START Data for analysis
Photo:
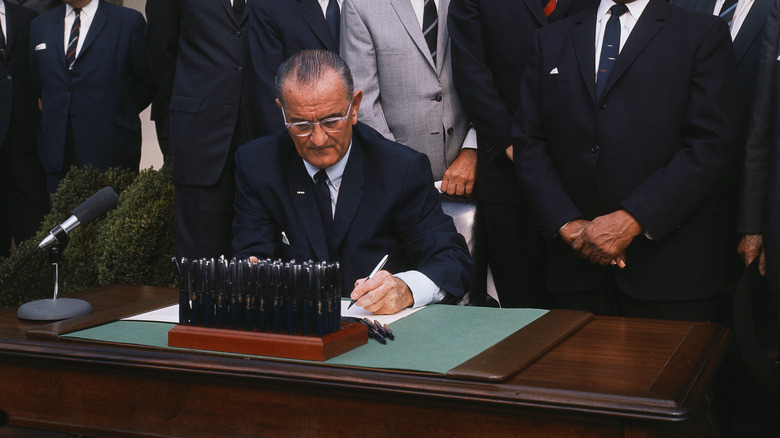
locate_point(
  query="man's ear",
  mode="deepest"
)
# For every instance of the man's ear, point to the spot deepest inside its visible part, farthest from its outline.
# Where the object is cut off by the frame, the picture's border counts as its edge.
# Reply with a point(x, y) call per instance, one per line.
point(357, 96)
END Data for analysis
■ What to do
Go through the material above and return each line that holds the word "deepest".

■ Answer to this exercise
  mode="deepest"
# For every instance of the man's ear, point to the spot deepest inside its visible part, farthest from its outline.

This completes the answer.